- _What the exercise asks_: Copy every one of the entries below line for line, changing nothing.

Position annotation records:
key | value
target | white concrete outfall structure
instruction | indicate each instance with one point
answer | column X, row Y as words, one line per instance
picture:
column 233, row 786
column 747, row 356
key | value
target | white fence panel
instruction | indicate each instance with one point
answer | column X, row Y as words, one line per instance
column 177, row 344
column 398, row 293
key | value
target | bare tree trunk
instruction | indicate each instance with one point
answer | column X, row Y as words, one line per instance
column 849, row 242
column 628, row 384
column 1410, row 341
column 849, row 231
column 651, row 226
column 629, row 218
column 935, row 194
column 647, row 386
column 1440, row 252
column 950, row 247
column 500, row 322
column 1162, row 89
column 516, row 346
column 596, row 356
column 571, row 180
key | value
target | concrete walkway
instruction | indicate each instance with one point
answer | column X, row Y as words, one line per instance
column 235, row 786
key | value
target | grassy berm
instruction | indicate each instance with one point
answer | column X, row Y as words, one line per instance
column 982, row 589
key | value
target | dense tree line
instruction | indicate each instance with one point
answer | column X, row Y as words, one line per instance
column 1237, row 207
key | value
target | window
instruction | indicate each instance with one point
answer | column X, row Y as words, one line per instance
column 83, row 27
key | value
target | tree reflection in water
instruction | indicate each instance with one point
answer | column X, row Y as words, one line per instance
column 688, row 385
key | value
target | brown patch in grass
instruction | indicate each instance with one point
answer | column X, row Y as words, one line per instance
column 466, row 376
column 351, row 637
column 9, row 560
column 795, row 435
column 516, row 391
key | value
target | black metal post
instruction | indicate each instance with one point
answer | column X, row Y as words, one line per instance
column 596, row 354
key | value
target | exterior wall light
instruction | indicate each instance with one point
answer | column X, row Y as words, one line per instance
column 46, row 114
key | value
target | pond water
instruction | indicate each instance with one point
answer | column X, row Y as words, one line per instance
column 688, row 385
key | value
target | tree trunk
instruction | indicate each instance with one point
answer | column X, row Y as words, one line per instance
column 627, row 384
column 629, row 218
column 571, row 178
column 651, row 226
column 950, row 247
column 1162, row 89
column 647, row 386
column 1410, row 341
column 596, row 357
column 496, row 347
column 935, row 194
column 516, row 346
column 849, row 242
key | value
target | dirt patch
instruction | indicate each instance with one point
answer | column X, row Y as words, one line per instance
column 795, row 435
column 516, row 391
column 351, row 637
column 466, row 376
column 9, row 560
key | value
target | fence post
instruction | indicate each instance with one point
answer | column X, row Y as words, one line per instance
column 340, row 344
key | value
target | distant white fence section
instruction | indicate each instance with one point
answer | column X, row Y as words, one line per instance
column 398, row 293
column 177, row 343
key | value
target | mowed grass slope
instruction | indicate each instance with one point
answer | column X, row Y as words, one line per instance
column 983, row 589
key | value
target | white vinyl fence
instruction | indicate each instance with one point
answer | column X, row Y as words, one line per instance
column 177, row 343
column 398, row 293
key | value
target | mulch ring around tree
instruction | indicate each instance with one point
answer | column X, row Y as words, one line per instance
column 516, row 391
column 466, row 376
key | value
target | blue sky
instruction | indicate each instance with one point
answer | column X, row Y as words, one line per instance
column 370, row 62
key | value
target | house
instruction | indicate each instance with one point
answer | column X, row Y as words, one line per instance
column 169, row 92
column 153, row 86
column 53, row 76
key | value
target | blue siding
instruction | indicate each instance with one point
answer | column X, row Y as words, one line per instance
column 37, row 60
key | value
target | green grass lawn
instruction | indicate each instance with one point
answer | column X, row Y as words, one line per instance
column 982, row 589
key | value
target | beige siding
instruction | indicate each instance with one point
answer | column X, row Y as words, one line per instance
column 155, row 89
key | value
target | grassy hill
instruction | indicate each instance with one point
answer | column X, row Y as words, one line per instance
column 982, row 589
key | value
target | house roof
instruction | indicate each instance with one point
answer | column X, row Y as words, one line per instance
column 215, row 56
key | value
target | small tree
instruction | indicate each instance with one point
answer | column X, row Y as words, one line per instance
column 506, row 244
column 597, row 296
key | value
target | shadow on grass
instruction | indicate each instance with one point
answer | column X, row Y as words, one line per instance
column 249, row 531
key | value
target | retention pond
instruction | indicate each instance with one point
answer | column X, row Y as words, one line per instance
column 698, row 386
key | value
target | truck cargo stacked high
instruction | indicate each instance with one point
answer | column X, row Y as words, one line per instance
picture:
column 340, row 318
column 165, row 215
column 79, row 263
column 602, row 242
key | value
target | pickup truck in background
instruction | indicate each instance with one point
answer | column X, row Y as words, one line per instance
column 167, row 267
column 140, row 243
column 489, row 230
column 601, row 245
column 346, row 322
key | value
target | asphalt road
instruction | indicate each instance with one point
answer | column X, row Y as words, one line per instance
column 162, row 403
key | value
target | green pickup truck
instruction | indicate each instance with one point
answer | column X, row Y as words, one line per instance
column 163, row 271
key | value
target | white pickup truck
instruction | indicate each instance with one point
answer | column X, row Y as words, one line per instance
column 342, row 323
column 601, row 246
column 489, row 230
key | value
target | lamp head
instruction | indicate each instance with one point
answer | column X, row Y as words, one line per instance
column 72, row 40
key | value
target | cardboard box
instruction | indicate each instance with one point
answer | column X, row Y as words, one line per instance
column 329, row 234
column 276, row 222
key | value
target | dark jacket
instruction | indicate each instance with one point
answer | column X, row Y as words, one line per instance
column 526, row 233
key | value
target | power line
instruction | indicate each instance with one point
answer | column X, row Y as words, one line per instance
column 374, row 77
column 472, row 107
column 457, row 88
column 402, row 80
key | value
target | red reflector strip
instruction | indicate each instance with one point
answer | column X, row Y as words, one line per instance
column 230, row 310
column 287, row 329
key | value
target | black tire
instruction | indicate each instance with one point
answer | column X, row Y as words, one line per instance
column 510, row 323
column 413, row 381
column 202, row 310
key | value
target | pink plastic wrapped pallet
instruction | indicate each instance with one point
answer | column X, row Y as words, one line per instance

- _Solved exercise_:
key | value
target | white concrete outfall structure
instruction | indicate each instance with one point
answer | column X, row Y as words, one line per instance
picture:
column 233, row 786
column 747, row 356
key | value
target | white fence panel
instruction | indicate each instance with one point
answer | column X, row Y as words, one line per instance
column 177, row 344
column 398, row 293
key | value
target | bare tree trunk
instruction | indicate each instance with one point
answer | column X, row Y as words, one line per instance
column 849, row 242
column 628, row 384
column 1410, row 341
column 849, row 231
column 651, row 226
column 629, row 218
column 935, row 194
column 647, row 386
column 1440, row 252
column 950, row 247
column 500, row 322
column 1162, row 89
column 516, row 346
column 596, row 356
column 571, row 180
key | value
target | concrete walkway
instruction | indicate each instance with one point
answer | column X, row Y as words, one line per instance
column 235, row 786
key | value
target | grassy berm
instruction | indicate each instance with one point
answer | column X, row Y as words, one line per instance
column 982, row 589
key | value
target | dense tree line
instruction | indicate each instance with one point
answer | column X, row Y as words, one line per instance
column 1237, row 207
key | value
target | window
instruction | indicate each instance with one point
answer | column X, row Y as words, one line per instance
column 83, row 27
key | value
target | tree reflection in water
instruction | indicate each instance with one point
answer | column X, row Y as words, one line per instance
column 688, row 385
key | value
target | brown patch in grass
instruction | indicate each instance with one point
answer | column X, row Y as words, one line per instance
column 466, row 376
column 351, row 637
column 9, row 560
column 795, row 435
column 516, row 391
key | value
target | black metal post
instruction | indicate each instance with one point
answer | column X, row Y as words, one line per instance
column 596, row 354
key | value
target | exterior wall light
instruction | indicate each instance with one point
answer | column X, row Y as words, one line per instance
column 46, row 114
key | value
target | pond water
instruction | indicate each instance with one point
answer | column X, row Y as words, one line per instance
column 688, row 385
key | value
target | tree trunk
instruction | indicate each instance with one point
answer | column X, row Y as words, one line per instance
column 627, row 384
column 629, row 218
column 571, row 178
column 651, row 226
column 950, row 247
column 1162, row 89
column 647, row 386
column 1410, row 341
column 596, row 357
column 496, row 347
column 935, row 194
column 516, row 346
column 849, row 242
key | value
target | dirt patch
instruction | indicate each instance with one point
answer | column X, row Y as words, one line per instance
column 795, row 435
column 516, row 391
column 351, row 637
column 466, row 376
column 9, row 560
key | value
target | fence post
instruction | indicate each instance with one point
answer | column X, row Y as words, one line per instance
column 340, row 344
key | value
target | distant white fence section
instruction | indicate each instance with one point
answer | column X, row Y as words, one line per instance
column 398, row 293
column 177, row 343
key | value
target | mowed grass slope
instruction | indicate each instance with one point
answer | column X, row Y as words, one line per instance
column 983, row 589
key | value
target | white vinyl fence
instruction | indicate each instance with one point
answer | column X, row Y as words, one line per instance
column 177, row 343
column 398, row 293
key | value
target | mulch ring around tree
instruction | indicate each instance with one point
answer | column X, row Y as words, one line per instance
column 516, row 391
column 466, row 376
key | value
target | blue sky
instruction | indicate each instance with one point
answer | column X, row Y as words, one line per instance
column 370, row 62
key | value
target | house
instruction | indicate each instance with one point
answer | column X, row Y as words, one line per instance
column 169, row 92
column 153, row 86
column 53, row 76
key | value
target | blue siding
instruction | indicate each instance with one point
answer | column X, row Y as words, one line per instance
column 37, row 60
key | value
target | green grass lawn
instruction | indicate each instance with one point
answer | column X, row Y as words, one line per instance
column 982, row 589
key | value
target | beige siding
instruction | indicate each instance with one point
answer | column X, row Y as words, one line per instance
column 155, row 89
key | value
target | grassy hill
instruction | indicate each instance with one point
answer | column X, row Y as words, one line per instance
column 982, row 589
key | value
target | house roof
instruction | indicate each instance with one point
answer | column X, row Y as words, one line per instance
column 215, row 56
key | value
target | small tree
instruction | indicate each instance with one point
answer | column X, row Y as words, one line per instance
column 506, row 244
column 597, row 296
key | value
target | shadow on grass
instruction | indicate each instance with one point
answer | column X, row Y as words, one line per instance
column 249, row 531
key | value
target | retention pond
instruction | indicate each instance with one point
answer | column X, row Y as words, one line per instance
column 698, row 386
key | value
target | truck cargo stacked high
instruction | indicate each instance with one point
answer | column X, row Y as words, one line per instance
picture:
column 340, row 318
column 165, row 215
column 79, row 263
column 602, row 242
key | value
target | pickup truck in background
instruction | indicate each instance with one point
answer | column X, row Y as words, one line per instance
column 167, row 267
column 140, row 243
column 489, row 230
column 601, row 245
column 346, row 322
key | value
target | asphalt road
instruction | indicate each instance with one point
answer | column X, row Y as words, one line per instance
column 162, row 403
key | value
target | green pickup truck
instruction | indicate each instance with one point
answer | column X, row Y as words, one line per instance
column 163, row 271
key | value
target | white pickup truck
instruction | indicate each instance with one point
answer | column X, row Y as words, one line per instance
column 342, row 323
column 601, row 246
column 489, row 230
key | value
target | lamp head
instruction | indicate each instance with one point
answer | column X, row Y as words, one line per instance
column 72, row 40
key | value
target | cardboard box
instruction | indicate each instance with one point
answer | column X, row Y as words, one line per instance
column 329, row 234
column 276, row 222
key | value
target | dark jacket
instruction | indicate each instance with one point
answer | column X, row Y as words, one line per instance
column 526, row 233
key | value
target | power line
instruction | indicate each instance with one point
answer | column X, row Y as words, one line per instance
column 374, row 77
column 472, row 107
column 457, row 88
column 402, row 80
key | value
target | red reflector strip
instruction | indicate each instance with one point
answer | column X, row Y as words, one line per instance
column 230, row 310
column 287, row 329
key | value
target | black tire
instruction | indicate each instance with one point
answer | column X, row Y as words, one line per instance
column 510, row 323
column 413, row 381
column 202, row 310
key | value
target | pink plastic wrapped pallet
instruction | indicate each instance with one point
answer | column X, row Y as words, one line per instance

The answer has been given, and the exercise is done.